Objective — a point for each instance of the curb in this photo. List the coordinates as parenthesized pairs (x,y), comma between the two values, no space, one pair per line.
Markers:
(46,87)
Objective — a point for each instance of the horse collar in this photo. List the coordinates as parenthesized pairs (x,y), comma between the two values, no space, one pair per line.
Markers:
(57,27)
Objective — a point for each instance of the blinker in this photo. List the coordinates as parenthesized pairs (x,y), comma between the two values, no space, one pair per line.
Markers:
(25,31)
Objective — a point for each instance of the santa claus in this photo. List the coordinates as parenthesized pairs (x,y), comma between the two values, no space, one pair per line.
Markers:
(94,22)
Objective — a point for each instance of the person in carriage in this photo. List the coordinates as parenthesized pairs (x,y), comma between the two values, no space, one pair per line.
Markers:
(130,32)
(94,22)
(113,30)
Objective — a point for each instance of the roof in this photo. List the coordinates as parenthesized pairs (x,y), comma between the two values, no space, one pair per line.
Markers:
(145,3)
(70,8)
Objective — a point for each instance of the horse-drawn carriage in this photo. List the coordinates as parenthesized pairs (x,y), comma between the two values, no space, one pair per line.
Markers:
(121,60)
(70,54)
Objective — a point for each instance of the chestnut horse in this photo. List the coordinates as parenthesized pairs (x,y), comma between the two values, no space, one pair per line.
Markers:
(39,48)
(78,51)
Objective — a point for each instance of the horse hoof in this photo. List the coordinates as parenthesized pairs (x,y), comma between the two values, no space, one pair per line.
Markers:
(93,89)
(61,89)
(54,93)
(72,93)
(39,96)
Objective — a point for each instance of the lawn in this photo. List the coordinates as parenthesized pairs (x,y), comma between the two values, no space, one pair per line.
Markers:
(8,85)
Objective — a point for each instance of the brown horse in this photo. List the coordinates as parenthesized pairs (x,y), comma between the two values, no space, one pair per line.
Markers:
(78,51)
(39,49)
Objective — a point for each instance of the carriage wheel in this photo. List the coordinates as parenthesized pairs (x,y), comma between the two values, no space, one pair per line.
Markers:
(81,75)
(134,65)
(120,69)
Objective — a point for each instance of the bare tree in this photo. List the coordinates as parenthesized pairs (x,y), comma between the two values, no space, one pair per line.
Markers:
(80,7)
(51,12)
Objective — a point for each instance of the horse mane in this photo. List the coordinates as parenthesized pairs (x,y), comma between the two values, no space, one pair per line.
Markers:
═══
--- What to work on ---
Restate the listing above word for word.

--- Task response ---
Objective — a point for each instance of the curb in this photo. List the coordinates as parenthesized pairs (x,y), comma between the two values, no space, one pair per line.
Markers:
(46,87)
Objective — a point for each instance of the horse collar in this photo. List the coordinates as parenthesized pairs (x,y), comma between the two values, no space, one pair per line.
Markers:
(57,27)
Objective — a point for each instance of the blinker in this photo. List the coordinates as parenthesized pairs (x,y), comma between the two values, no space, one pair per line.
Markers:
(25,31)
Objective — a point for each instance of the santa claus in this photo. List the coordinates as parenthesized pairs (x,y), comma between the two values, no space, one pair per line.
Markers:
(94,22)
Objective — a point for each instance of the person in carriage in this photo. List the coordinates as parenthesized pairs (x,y), comma between the two values, no space, one pair per line.
Markers:
(130,32)
(94,22)
(113,30)
Objective — a point for each instance of the roof in this photo. List the coordinates as parenthesized pairs (x,y), comma between the two values, no space, one pair per line.
Markers:
(145,3)
(70,8)
Objective — a point for each instance of the horse-drawn carriage in this photo. List the coordinates as parenthesized pairs (x,y), comma between the two values, no space, one pair per line.
Markers:
(121,60)
(70,54)
Objective — a point for each instance of the chestnut horse in this photo. List the coordinates as parenthesized pairs (x,y), comma between the two values, no space, one pair per line.
Markers:
(39,48)
(78,51)
Objective — a point for each instance of the horse hoof in this photo. List the coordinates as parenthesized pairs (x,y), comma between the two values, no space, one pair per line.
Markers:
(93,89)
(61,89)
(54,93)
(72,93)
(39,96)
Objective — a point for each instance of the lawn in this photo. List the coordinates as parenthesized pairs (x,y), comma between the two values, no space, one pair per line.
Markers:
(8,85)
Objective — a point for each instance of the brown horse in this photo. List the coordinates as parenthesized pairs (x,y), comma between the two values, no space, one pair per line.
Markers:
(78,51)
(39,49)
Objective — a point for each instance of the carriage wheel in this photo. List the coordinates as parenthesized pairs (x,y), comma between the two values, no space, one pair per line.
Markers:
(81,75)
(134,65)
(120,69)
Objective — a point for each instance of the bare tree in this photo. List the coordinates as parenthesized pairs (x,y), comma between the two values, no space, one pair per line.
Markers:
(80,7)
(51,12)
Objective — a point for each instance of the horse mane in this photo. List the coordinates as parenthesized pairs (x,y), comma between the two values, no space, one pair per line.
Markers:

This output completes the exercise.